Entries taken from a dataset
#####

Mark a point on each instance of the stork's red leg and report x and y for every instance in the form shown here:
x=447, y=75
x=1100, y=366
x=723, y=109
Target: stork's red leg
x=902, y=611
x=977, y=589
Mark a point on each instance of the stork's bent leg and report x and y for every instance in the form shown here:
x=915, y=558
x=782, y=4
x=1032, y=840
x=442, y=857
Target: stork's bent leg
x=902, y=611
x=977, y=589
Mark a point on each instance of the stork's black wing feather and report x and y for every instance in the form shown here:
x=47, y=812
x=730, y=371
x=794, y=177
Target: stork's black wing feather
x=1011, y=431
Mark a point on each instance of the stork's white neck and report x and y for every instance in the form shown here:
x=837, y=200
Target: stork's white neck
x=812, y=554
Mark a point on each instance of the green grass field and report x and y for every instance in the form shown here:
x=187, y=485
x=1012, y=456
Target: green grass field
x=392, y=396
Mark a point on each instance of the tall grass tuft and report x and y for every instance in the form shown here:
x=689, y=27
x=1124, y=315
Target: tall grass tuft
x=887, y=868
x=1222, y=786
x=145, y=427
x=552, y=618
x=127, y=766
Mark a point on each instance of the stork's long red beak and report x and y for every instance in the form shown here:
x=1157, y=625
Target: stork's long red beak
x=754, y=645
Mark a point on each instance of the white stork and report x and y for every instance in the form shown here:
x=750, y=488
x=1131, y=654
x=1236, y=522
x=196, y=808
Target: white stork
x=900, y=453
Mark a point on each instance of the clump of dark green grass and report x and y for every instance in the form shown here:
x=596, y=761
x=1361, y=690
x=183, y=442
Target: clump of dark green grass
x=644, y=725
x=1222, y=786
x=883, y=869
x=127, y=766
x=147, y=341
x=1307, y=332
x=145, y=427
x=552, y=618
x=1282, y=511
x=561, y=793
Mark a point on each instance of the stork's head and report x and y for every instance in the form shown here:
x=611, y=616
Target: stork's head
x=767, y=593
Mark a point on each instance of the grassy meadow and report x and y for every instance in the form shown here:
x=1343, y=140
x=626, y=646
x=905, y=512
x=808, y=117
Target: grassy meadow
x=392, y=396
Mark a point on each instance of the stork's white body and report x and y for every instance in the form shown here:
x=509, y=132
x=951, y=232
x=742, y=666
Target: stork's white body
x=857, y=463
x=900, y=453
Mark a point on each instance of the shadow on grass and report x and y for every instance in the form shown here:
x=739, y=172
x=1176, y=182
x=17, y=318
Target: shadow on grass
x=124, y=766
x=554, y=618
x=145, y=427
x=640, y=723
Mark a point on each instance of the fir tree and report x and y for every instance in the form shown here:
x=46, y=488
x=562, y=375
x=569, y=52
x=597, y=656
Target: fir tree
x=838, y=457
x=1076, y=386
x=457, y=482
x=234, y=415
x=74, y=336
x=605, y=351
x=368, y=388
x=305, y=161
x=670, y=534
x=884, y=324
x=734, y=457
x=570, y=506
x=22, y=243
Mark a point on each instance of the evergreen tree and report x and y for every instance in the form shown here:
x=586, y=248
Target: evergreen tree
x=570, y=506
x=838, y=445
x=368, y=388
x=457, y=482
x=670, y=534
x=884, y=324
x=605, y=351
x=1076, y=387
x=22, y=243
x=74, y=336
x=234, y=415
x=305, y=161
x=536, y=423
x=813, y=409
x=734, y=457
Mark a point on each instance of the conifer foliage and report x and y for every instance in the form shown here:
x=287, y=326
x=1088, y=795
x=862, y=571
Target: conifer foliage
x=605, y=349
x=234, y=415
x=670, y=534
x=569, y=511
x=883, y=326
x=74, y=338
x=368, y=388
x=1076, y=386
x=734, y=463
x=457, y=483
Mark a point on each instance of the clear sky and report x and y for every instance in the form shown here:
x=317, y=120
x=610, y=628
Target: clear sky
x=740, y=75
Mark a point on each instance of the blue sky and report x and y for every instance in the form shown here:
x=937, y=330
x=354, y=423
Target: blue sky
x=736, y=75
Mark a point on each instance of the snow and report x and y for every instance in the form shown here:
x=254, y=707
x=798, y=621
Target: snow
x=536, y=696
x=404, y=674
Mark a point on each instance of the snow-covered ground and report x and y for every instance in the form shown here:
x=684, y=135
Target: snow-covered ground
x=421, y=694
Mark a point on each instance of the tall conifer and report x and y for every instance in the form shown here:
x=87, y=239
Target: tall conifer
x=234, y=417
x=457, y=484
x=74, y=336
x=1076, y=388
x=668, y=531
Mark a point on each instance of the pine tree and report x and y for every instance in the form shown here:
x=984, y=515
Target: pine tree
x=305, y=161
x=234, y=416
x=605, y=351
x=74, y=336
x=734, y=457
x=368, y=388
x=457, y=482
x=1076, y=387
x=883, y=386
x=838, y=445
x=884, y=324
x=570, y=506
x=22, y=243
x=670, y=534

#####

### Work to do
Reproduce all of the items above line for line, changing nothing.

### Correct output
Mark a point on each instance of the stork's red leg and report x and y for every instance in the form shown here:
x=447, y=75
x=1100, y=366
x=723, y=109
Target: stork's red leg
x=902, y=611
x=977, y=589
Mark a point on each instance of the stork's bent leg and report x and y for every instance in the form shown here:
x=915, y=558
x=782, y=4
x=1032, y=840
x=442, y=857
Target: stork's bent leg
x=902, y=611
x=977, y=589
Mark a point on each instance of the stork's black wing feather and report x and y for every instance in the form shown here:
x=47, y=812
x=730, y=371
x=794, y=177
Target: stork's black wing feather
x=1011, y=431
Mark a point on each instance of the stork's white neck and report x and y for every instance in the form shown here:
x=837, y=200
Target: stork's white neck
x=812, y=554
Mark a point on each instance of the green grass field and report x and y for every instance in the form shown here:
x=187, y=485
x=1012, y=456
Target: green grass field
x=392, y=396
Mark a point on each instance of the tall grass tuft and report x and y for every instance in the form shown here:
x=689, y=27
x=1124, y=315
Target: tall grass tuft
x=887, y=868
x=1222, y=786
x=145, y=427
x=552, y=618
x=127, y=766
Mark a point on each instance of the stork's long red beak and report x and y for every instance in the form shown here:
x=1157, y=625
Target: stork's long red beak
x=754, y=645
Mark a point on each instance of the white stork and report x and y for every instance in the form shown here:
x=750, y=488
x=1131, y=654
x=1236, y=522
x=196, y=808
Target: white stork
x=900, y=453
Mark a point on each instance of the clump of dark green grass and report x and y for every instance in the form shown here:
x=596, y=761
x=1361, y=690
x=183, y=442
Target: clump of dark green grass
x=644, y=725
x=1222, y=786
x=883, y=869
x=127, y=766
x=147, y=341
x=1307, y=332
x=145, y=427
x=552, y=618
x=1282, y=511
x=561, y=793
Mark a point on each instance of the stork's head and report x and y for every instance in the form shown here:
x=611, y=616
Target: stork's head
x=767, y=593
Mark a point on each instance of the grassy meadow and report x and y for every instance in the form shown here:
x=1343, y=140
x=626, y=646
x=905, y=512
x=808, y=117
Target: grassy meadow
x=392, y=396
Mark a point on each instance of the stork's white body and report x and y for every instance in the form shown here:
x=509, y=132
x=951, y=232
x=742, y=666
Target: stork's white body
x=857, y=463
x=900, y=453
Mark a point on each instance of the shadow on grass and report x and y for every instance in the form shown here:
x=739, y=172
x=1176, y=182
x=17, y=318
Target: shadow on grass
x=124, y=766
x=554, y=618
x=145, y=427
x=640, y=723
Mark a point on each instance of the fir tree and report x and y for every instance in the form shown here:
x=46, y=488
x=562, y=375
x=569, y=52
x=597, y=656
Target: fir tree
x=838, y=457
x=1076, y=386
x=457, y=482
x=234, y=415
x=74, y=336
x=605, y=351
x=368, y=388
x=305, y=161
x=670, y=534
x=884, y=324
x=734, y=457
x=570, y=506
x=22, y=243
Mark a point on each instance of the evergreen tree and report x and y for every instance in the form shown here:
x=586, y=248
Target: evergreen tree
x=570, y=506
x=838, y=445
x=368, y=388
x=457, y=482
x=670, y=534
x=884, y=324
x=605, y=351
x=1076, y=387
x=22, y=243
x=74, y=336
x=234, y=415
x=305, y=161
x=536, y=423
x=813, y=409
x=734, y=457
Mark a point on each instance of the conifer foliage and report x and y for every instance in the form shown here:
x=287, y=326
x=1088, y=795
x=862, y=571
Target: conifer foliage
x=605, y=349
x=234, y=415
x=670, y=534
x=569, y=511
x=883, y=326
x=74, y=338
x=368, y=388
x=1076, y=386
x=734, y=463
x=457, y=483
Mark a point on each instance of the clear sky and report x and y for every instance in the form shown here:
x=317, y=120
x=610, y=628
Target: clear sky
x=740, y=75
Mark a point on each instance of the blue sky and report x and y for every instance in the form shown here:
x=937, y=330
x=354, y=423
Target: blue sky
x=736, y=75
Mark a point on each instance of the snow and report x and y for every instance in the form shown here:
x=254, y=707
x=798, y=621
Target: snow
x=536, y=696
x=404, y=674
Mark a point on each instance of the snow-covered ground and report x and y for every instance in the form shown here:
x=684, y=135
Target: snow-covered ground
x=421, y=694
Mark a point on each instance of the tall conifer and report x and y for every instance in the form shown here:
x=87, y=239
Target: tall conifer
x=234, y=417
x=457, y=484
x=74, y=336
x=1076, y=388
x=668, y=531
Mark a point on each instance of the pine tree and report x and y for every instance in the form shown here:
x=984, y=515
Target: pine tree
x=305, y=161
x=234, y=416
x=605, y=351
x=74, y=336
x=734, y=457
x=368, y=388
x=457, y=482
x=1076, y=387
x=883, y=386
x=838, y=445
x=884, y=324
x=570, y=506
x=22, y=243
x=670, y=534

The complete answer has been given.